● LIGNES FOURNIES:
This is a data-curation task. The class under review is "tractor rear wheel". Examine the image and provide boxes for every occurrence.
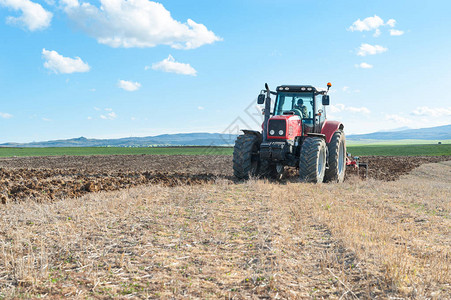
[324,130,346,182]
[299,137,327,183]
[233,134,260,179]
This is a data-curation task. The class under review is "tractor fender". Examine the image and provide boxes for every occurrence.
[241,129,263,143]
[321,120,344,144]
[307,132,326,140]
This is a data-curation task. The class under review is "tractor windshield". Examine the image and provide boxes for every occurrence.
[274,93,314,119]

● CONSIGNE: Transformez toutes les lignes ci-dessus en liste JSON de chaînes, à raison d'une chaîne par ligne et sans les lignes vides. N'incluez pas les images dans la réponse.

● RÉSULTAT:
[
  "This is a data-curation task. The class under review is \"tractor rear wheel\". Examine the image and provide boxes for every occurrence.",
  "[324,130,346,182]",
  "[299,137,327,183]",
  "[233,134,260,179]",
  "This is a data-curation task. The class under review is \"tractor fender\". Examine the image and provide boxes for every occurrence.",
  "[241,129,263,143]",
  "[321,120,344,144]",
  "[307,132,326,140]",
  "This is a data-curation task. The class under review is \"tractor windshield\". Examine the image and provide boxes for every occurrence.",
  "[274,93,314,119]"
]